* **THE REQUEST**: Change "log cabin" to "timber cabin" in the part of the material that opens with the line containing "Could you please indicate the wooden railing" and closes at the end of the material, then write out that part again with everything else left as it is.

(begin)

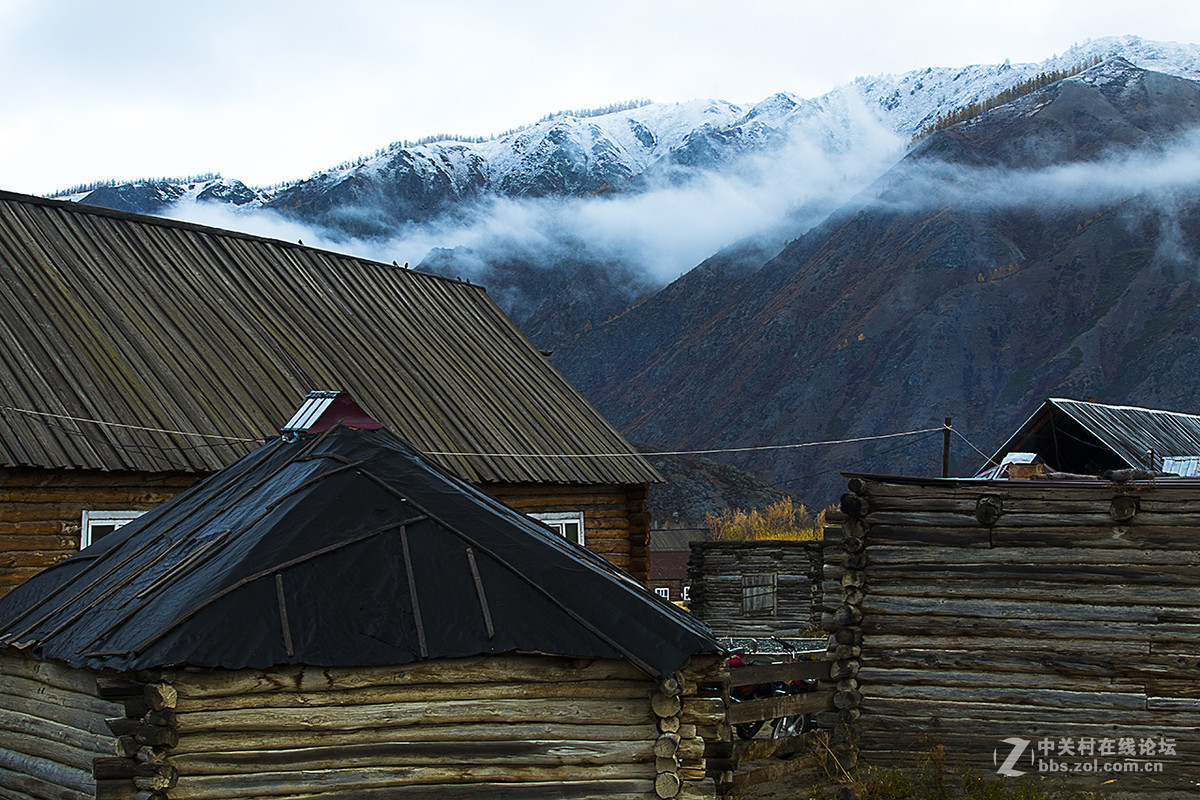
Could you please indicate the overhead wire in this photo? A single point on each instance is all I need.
(707, 451)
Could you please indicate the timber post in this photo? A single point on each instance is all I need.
(141, 770)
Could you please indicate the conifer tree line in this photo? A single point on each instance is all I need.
(82, 188)
(971, 112)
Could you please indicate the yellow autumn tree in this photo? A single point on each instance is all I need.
(781, 519)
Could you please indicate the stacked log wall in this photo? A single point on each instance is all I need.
(53, 731)
(616, 518)
(41, 511)
(1050, 612)
(715, 572)
(484, 727)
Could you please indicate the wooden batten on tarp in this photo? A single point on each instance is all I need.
(474, 654)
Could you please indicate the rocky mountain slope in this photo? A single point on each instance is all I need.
(1047, 247)
(535, 214)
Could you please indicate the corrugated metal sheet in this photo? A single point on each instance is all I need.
(173, 326)
(1129, 432)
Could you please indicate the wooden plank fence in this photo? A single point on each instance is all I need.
(738, 763)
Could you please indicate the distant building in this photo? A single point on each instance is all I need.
(1080, 438)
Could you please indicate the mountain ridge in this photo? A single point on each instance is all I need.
(889, 317)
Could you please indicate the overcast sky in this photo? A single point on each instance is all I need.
(274, 90)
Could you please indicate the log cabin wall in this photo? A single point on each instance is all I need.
(53, 731)
(1062, 614)
(41, 511)
(616, 518)
(484, 727)
(756, 589)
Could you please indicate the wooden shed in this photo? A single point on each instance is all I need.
(1023, 627)
(1085, 438)
(139, 354)
(335, 617)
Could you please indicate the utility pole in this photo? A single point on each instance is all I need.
(946, 449)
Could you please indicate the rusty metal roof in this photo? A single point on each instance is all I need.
(1087, 438)
(142, 343)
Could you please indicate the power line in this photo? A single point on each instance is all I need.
(121, 425)
(690, 452)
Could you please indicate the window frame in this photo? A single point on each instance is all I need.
(760, 594)
(557, 521)
(94, 518)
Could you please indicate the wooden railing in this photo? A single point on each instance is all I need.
(737, 763)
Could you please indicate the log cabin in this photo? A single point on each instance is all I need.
(334, 615)
(141, 354)
(1057, 613)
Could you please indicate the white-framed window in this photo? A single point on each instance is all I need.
(97, 524)
(568, 524)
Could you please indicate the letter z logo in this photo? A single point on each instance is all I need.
(1019, 746)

(end)

* **TASK RESPONSE**:
Could you please indicate the wooden railing in this photo? A single point on each instance is all I need.
(737, 763)
Could you please indicate the timber cabin in this photo? A single point on each instance is all I need.
(334, 615)
(141, 354)
(1057, 613)
Could you please indicate the white-framed window in this photo? A single point on each instance is all I need.
(97, 524)
(568, 524)
Could you please indicate the letter z logo in this photo? A single point on each instance is all I need.
(1019, 746)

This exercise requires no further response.